REQUIREMENTS:
Continue the personal finance post below, the one about conventional money advice the writer doesn't follow, picking up after its last sentence.

SELECTED TEXT:
# # # # #

Never have. Never Will. Except during nasty times. OBVIOUSLY. 

When I started working on my finances, I encountered a shit ton of people saying, “This is what you need to do and if you do it any other way, you’re wrong and that’s why you suck at money.” Okay, maybe not exactly that way. It’s always a little more passive aggressive in it’s presentation. 

We hear all the time that personal finance is personal. Yet, some people don’t practice what they preach and still perpetuate ideals that don’t fit in with a lot of financial situations. Each of us is living a real life that doesn’t always fit the standard for many reasons. We need financial resources from all parts of the spectrum. 

I want to share some conventional financial advice that I don’t follow because I don’t think it’s realistic or helpful for people in my same situation. If you do follow some of these, that’s cool. You do you. Some of us need other options. 

You can’t save, pay down debt and invest at the same time

Bullshit you can’t. There is so much conflicting advice about this. That there’s a certain order or you have to do one first then the others. Nah. That’s not true.

# # # # #

MATERIAL SUPPLIED:
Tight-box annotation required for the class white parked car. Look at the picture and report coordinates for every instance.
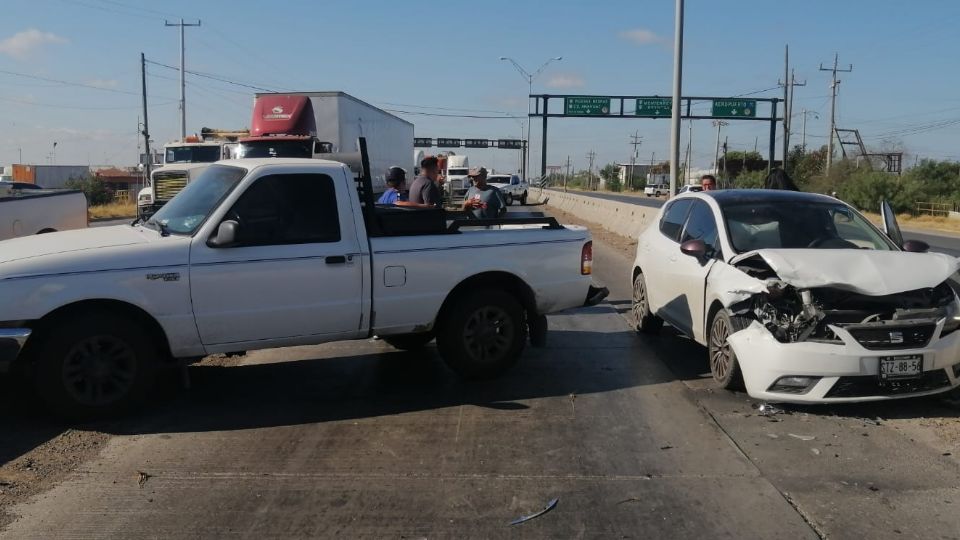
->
[0,186,87,240]
[643,184,670,197]
[487,174,527,206]
[0,150,605,417]
[632,190,960,402]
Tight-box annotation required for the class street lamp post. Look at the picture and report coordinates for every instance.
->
[500,56,563,180]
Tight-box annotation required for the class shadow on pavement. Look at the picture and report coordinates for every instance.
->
[0,331,656,448]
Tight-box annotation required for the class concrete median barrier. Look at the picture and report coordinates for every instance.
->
[530,189,660,239]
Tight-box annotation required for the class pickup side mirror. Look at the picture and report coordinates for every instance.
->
[680,238,707,259]
[207,219,240,248]
[903,240,930,253]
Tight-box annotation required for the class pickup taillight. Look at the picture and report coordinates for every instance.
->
[580,240,593,276]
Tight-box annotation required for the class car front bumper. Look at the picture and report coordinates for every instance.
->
[0,328,31,373]
[727,322,960,403]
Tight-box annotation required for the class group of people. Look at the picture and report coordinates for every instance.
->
[377,156,507,219]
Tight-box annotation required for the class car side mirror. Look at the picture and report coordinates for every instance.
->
[680,238,707,259]
[902,240,930,253]
[207,219,240,248]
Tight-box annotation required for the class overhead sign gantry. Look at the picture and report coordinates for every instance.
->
[529,94,783,180]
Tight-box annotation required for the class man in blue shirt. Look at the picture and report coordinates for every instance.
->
[377,167,407,204]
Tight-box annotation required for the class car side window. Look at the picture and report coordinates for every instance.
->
[227,174,340,246]
[680,201,720,256]
[660,199,693,242]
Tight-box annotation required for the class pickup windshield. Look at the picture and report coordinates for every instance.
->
[147,165,247,235]
[723,202,894,253]
[163,145,220,163]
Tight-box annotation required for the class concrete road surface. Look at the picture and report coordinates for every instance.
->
[7,206,960,540]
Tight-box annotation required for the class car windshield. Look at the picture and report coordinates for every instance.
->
[237,139,313,158]
[146,165,247,235]
[163,146,220,163]
[723,201,894,253]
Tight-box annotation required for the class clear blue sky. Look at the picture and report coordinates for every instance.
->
[0,0,960,170]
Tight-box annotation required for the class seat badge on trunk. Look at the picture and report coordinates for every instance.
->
[147,272,180,281]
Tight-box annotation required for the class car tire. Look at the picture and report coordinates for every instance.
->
[33,312,160,420]
[707,309,750,390]
[437,289,527,379]
[630,272,663,334]
[382,332,433,351]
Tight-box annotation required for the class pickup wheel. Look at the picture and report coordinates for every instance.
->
[383,332,433,351]
[437,289,527,379]
[630,272,663,334]
[34,312,159,420]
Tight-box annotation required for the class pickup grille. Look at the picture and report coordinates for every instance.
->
[846,323,936,351]
[153,173,187,202]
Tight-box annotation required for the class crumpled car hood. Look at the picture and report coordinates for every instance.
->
[730,249,960,296]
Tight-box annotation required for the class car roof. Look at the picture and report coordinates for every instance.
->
[697,189,839,208]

# # # # #

WRITTEN ANSWER:
I do all three. Comfortably I might add. I choose to do this because I think all three are equally important and each one affects the others. If you choose to focus on just saving because you want to have a nice cushiony emergency fund, get at it. That’s a great choice. If you want to pay down debt first because it eats away at a large chunk of your monthly income, do that. Paying off debt will eventually free that monthly payment up to be used for something else. If you want to save up, skip debt for a minute and beef up your Roth IRA instead, awesome. The sooner you start investing the better because compound interest is *chefs kiss* 

Funding these doesn’t have to be grand deposits or payments. I only invest $75 total a month to my investment accounts. It gets me in the game and allows me to start building my retirement but it’s an amount that doesn’t take away from my savings or debt payments either. 

However you choose to do your big three is correct because it’s for your reasons and budget. 

Avoid using credit cards.

I think y’all know which asshat marketed this one. If you have a spending problem, then yea, you should probably avoid using credit cards until you can manage your spending tendencies. However, credit cards are an excellent way to build up your credit score if used correctly. Most offer cash back too, which means the things you buy make you money. You can also earn points that allow you to pay for things like rental cars, travel etc. Basically, credit cards offer you a shit ton of perks. The main caveat is that they are a positive addition IF USED RESPONSIBLY.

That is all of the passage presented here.